━━━ Available records
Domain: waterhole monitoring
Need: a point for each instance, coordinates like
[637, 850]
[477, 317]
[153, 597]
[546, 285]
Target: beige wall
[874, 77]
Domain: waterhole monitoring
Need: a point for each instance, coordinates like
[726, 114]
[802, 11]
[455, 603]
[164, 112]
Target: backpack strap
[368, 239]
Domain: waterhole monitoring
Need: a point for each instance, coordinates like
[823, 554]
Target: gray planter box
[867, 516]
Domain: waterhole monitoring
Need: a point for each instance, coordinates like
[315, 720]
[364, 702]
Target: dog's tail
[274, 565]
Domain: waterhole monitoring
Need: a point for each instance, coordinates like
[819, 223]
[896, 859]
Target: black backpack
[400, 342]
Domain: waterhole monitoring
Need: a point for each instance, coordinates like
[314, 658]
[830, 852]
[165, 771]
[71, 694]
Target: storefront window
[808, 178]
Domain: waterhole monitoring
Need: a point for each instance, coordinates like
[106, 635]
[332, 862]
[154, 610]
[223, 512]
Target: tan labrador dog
━━━━━━
━━━ Available records
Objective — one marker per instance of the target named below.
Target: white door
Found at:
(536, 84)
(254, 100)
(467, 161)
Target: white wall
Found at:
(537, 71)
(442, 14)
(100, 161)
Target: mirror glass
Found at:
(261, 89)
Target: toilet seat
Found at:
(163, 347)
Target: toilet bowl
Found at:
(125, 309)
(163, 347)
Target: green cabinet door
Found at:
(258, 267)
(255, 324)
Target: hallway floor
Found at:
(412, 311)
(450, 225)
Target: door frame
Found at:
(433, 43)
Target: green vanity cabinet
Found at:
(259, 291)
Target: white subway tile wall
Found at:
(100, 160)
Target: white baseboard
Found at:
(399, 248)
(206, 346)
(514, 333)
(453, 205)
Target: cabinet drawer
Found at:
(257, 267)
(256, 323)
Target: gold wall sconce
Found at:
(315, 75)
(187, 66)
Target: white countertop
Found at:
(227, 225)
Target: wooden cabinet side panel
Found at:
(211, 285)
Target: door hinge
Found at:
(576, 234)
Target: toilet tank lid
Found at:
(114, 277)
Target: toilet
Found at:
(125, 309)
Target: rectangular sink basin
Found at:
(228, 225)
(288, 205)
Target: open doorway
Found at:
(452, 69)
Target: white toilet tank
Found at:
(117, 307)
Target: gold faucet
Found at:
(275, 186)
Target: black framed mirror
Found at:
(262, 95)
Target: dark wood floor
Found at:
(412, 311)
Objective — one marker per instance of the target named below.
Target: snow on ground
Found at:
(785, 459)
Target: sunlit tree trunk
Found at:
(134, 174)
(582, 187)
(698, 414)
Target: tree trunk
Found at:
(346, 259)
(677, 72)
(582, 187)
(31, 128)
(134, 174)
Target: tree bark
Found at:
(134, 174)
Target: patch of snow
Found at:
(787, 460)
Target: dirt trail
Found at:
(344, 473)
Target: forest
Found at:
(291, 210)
━━━━━━
━━━ Available records
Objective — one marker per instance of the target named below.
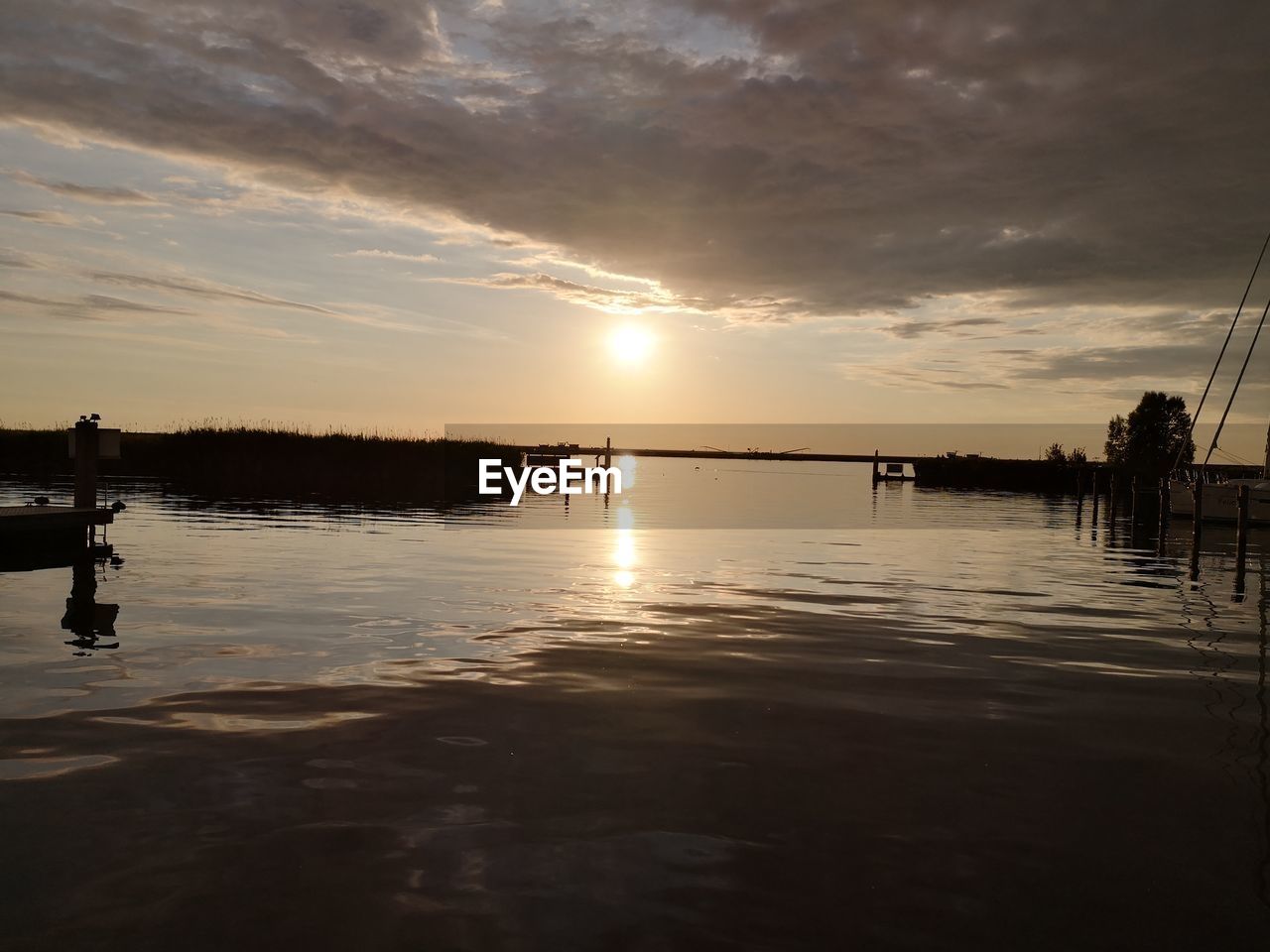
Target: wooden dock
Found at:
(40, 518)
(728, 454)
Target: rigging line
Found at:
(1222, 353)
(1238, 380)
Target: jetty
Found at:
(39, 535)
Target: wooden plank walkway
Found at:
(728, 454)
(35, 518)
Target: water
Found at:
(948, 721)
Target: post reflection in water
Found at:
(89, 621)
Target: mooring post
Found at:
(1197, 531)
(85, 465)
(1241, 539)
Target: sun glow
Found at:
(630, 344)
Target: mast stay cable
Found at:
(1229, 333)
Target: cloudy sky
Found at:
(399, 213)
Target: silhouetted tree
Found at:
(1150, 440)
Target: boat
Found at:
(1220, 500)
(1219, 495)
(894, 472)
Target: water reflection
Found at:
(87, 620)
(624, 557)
━━━━━━
**Task details:** Which lines in the entries above contain "toilet"? Pull each of them out.

**Answer section:**
Target: toilet seat
Target: toilet bowl
Target: toilet tank lid
Target: toilet
Target: white toilet tank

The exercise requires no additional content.